Extract to read ▸

+++++

GBIF.org (23 February 2022) GBIF Occurrence Download https://doi.org/10.15468/dl.my9axt
REQUIRED INPUT FILES:
1. WIWA_winter_BGP_MZFC.csv (BGP winter data)
2. ./Gbif_data/wiwa_gbif_data.csv (raw GBIF data)
3. ./Shapefiles/WIWA_eBird/wiwa_eBird_range/wiwa.nonbreed_season.sf.WGS84.Ebird.shp
4. Population-specific CSV files (previously generated):
* akal_winter.csv
* coastal_winter.csv
* pnw_winter.csv
* sierra_winter.csv
* rocky_winter.csv
* eastern_winter.csv
Files: 04-climatic_niches.R
Description: This R script performs comprehensive climatic niche analysis for Wilson's Warbler (Cardellina pusilla) populations across different genetic groups during breeding and wintering seasons. The analysis extracts climate variables from WorldClim data, calculates niche metrics, and assesses seasonal niche overlap between populations as part of a broader research project on the species' ecology and evolution.
REQUIRED INPUT FILES:
1. Occurrence Data:
- ./Occ_data/capu_breeding_GBIF_BGP_7kocc.csv (WIWA breeding occurrences)
- ./Occ_data/capu_wintering_GBIF_BGP_5kocc.csv (WIWA wintering occurrences)

+++++

Work task 1 ▸
In the file listing, what is the source of the climate variables that the 04-climatic_niches.R script extracts?
Work task 2 ▸
Please list every population-specific CSV file named in the file listing.
The data that follows has nothing to do with the file listing.

+++++

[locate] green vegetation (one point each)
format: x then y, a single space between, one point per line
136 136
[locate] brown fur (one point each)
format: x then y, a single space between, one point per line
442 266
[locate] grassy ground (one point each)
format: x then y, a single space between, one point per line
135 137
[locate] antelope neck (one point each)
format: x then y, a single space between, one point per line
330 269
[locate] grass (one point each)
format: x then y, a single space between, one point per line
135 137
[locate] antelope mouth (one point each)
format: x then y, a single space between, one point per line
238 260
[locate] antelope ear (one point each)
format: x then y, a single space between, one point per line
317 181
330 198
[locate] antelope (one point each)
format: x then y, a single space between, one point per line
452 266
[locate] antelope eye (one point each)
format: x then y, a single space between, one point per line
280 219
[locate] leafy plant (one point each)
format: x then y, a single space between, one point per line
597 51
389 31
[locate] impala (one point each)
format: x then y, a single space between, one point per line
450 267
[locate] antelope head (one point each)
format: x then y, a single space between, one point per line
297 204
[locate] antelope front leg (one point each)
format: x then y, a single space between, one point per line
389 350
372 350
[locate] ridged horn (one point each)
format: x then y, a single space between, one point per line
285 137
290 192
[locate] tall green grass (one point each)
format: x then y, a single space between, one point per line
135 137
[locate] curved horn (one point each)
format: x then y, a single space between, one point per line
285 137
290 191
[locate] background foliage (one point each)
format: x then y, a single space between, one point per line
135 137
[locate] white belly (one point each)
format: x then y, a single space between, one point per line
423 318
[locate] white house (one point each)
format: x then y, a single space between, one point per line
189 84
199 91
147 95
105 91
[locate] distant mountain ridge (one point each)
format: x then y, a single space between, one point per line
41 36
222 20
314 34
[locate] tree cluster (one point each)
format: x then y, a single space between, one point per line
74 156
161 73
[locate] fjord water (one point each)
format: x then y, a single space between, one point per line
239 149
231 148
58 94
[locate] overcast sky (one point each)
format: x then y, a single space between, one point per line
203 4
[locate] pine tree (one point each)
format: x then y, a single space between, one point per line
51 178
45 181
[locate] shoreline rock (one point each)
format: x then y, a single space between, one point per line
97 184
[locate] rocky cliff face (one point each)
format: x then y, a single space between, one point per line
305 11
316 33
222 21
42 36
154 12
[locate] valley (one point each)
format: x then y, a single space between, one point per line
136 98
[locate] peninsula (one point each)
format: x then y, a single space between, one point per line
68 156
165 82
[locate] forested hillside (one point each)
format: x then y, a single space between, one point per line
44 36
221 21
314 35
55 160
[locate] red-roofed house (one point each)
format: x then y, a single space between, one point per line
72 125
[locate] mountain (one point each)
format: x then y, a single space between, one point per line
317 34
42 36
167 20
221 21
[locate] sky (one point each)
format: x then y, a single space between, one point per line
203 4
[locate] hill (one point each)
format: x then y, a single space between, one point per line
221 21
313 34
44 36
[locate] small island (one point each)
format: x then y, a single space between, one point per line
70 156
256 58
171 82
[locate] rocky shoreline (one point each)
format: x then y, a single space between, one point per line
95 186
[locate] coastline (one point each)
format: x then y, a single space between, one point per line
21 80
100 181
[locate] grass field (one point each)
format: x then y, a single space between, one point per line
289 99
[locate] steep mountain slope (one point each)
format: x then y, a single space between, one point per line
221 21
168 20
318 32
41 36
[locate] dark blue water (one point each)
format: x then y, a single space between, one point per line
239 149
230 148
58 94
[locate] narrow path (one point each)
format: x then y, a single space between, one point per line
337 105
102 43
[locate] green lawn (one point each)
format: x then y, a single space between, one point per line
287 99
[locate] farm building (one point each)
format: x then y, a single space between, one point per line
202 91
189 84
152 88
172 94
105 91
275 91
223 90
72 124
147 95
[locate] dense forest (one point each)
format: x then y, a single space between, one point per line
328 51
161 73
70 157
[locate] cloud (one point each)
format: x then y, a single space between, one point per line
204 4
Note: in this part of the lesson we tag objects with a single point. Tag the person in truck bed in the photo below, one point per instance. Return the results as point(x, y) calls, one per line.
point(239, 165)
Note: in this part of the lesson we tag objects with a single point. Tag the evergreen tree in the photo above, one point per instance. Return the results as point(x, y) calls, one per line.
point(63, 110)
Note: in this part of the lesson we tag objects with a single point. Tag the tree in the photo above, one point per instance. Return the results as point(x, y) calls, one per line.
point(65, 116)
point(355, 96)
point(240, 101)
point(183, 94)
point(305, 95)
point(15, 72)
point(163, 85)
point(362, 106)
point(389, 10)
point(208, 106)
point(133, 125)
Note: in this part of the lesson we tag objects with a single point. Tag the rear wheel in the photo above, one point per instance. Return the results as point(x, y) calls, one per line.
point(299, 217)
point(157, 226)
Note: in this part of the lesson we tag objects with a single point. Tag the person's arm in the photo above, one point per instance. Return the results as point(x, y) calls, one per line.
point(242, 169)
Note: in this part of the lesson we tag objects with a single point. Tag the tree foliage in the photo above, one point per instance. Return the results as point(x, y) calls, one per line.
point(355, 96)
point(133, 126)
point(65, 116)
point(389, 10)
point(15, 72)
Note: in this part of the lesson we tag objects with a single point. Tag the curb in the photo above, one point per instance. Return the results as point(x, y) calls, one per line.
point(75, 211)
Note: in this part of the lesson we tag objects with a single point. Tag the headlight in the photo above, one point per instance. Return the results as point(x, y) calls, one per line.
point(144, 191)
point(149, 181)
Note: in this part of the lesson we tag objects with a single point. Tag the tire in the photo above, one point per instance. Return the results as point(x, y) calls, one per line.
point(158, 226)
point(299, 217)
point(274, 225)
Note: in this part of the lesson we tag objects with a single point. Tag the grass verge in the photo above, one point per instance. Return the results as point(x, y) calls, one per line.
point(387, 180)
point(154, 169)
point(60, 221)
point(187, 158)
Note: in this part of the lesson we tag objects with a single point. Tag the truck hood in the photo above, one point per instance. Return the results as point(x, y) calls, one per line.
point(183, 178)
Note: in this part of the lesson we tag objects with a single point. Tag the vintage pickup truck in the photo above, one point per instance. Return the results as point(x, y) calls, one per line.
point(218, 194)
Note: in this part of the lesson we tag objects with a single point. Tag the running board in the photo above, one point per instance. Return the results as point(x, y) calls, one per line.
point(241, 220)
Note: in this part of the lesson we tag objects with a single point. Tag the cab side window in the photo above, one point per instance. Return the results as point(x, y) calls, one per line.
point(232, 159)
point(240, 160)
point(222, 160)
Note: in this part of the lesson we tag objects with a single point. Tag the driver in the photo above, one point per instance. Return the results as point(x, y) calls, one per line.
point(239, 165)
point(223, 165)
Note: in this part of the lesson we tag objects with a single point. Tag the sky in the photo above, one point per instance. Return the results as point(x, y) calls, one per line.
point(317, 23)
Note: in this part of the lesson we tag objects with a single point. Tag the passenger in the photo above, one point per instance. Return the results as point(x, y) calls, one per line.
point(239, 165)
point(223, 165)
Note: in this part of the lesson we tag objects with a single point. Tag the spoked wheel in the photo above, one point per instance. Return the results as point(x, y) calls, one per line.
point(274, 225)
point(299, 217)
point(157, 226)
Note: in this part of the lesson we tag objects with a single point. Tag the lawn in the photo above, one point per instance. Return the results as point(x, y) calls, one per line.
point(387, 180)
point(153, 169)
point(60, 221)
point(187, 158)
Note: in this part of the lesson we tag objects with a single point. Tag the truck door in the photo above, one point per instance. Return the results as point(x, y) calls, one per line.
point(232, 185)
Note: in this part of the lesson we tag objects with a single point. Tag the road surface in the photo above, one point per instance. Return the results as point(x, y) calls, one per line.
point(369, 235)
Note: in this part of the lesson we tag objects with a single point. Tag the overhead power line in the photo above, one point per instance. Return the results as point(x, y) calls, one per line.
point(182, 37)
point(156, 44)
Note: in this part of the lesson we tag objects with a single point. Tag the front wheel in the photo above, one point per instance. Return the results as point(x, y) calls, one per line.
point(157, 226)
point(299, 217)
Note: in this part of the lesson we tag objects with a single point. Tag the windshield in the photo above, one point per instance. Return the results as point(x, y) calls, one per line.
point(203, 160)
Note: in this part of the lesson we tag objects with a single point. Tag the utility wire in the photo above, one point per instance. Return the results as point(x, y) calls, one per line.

+++++

Output 1 ▸
WorldClim data.

Output 2 ▸
akal_winter.csv, coastal_winter.csv, pnw_winter.csv, sierra_winter.csv, rocky_winter.csv, eastern_winter.csv